TEXTE À LIRE
|---|

Je pense, c’est exact, que les électeurs reconnaissent, parfois, qui leur dit vrai et porte en lui ( ou en elle ) leurs espoirs et leurs blessures. C'était certainement le cas de René Lévesque. Félix Leclerc disait qu’il avait, accusé dans les traits de son visage, toute la souffrance d'un peuple. Mais malgré tout, en ce qui concerne l'avenir du mouvement souverainiste, je n’y crois plus depuis le 2 mai dernier. ( J'en ai assez d'avoir de la peine et d'être humilié, faut dire ! ) C’est vrai que les choses ne s'évaluent correctement qu’à long terme. Le prof d'histoire que je suis ne va certainement pas nier ça. Il faudrait donc refaire l'histoire des 50 dernières années, et y déceler une constante possible, et en croissance. Mais... ( je vais me faire détester, c'est sûr, ) je n'y crois pas, je n'y crois plus. Les causes sont complexes. La Charte de 1982 a joué un rôle considérable, a donné des moyens légaux et moraux au Canada anglais, a transfiguré le rôle historique de la minorité anglo-montréalaise de façon radicale, essentielle. Et puis, je crois que les Québécois sont plus Canadiens qu'on ne le croit. Il y a de l'attachement bien réel pour ce pays qu’est le Canada. Et il y a surtout, cependant ( et ce, à mon humble, très humble avis, ) une aliénation profonde, aliénation au sens sociologique du terme, dont les causes sont multiples, et remontent à la Conquête elle-même.

|---|

MATÉRIEL FOURNI
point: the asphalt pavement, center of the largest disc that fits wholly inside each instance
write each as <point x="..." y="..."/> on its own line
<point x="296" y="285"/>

|---|

OBJECTIF
Prolongez le texte sur l'avenir du mouvement souverainiste en reprenant juste après sa dernière phrase.

RÉPONSE ATTENDUE
Quand j'ai vu des citoyens de Louiseville, après le 2 mai, trouver leur nouvelle députée fédérale « cute » et « charmante », et qu'elle allait certainement « bien les représenter », tout cela sous l'oeil goguenard de l'ex d'Alliance-Québec Thomas Mulcair, je me suis déconnecté de mon rêve, irréversiblement, définitivement. Cette niaiserie collective, cette absence d'engagement réel, qui persiste et dure, ce n'est pas la faute de Mme Marois si ça se réalise finalement comme ça, en 2011. Mme David elle-même n'y pourrait rien. La faute, s’il en est une, elle est le fait de nos compatriotes qui ne veulent plus de leur libération nationale. Nous ne sommes vraiment pas les Irlandais, ni même les Américains de 1776.

Et pourtant, nous aurions tant à gagner de notre libération collective, ne serait-ce qu'au niveau du décrochage scolaire des garçons, par exemple.

Nous préférons Céline, Las Vegas, le fric, les torrents de paires de souliers. Ce n'est pas simplement de la manipulation. C'est aussi notre choix, notre identité. »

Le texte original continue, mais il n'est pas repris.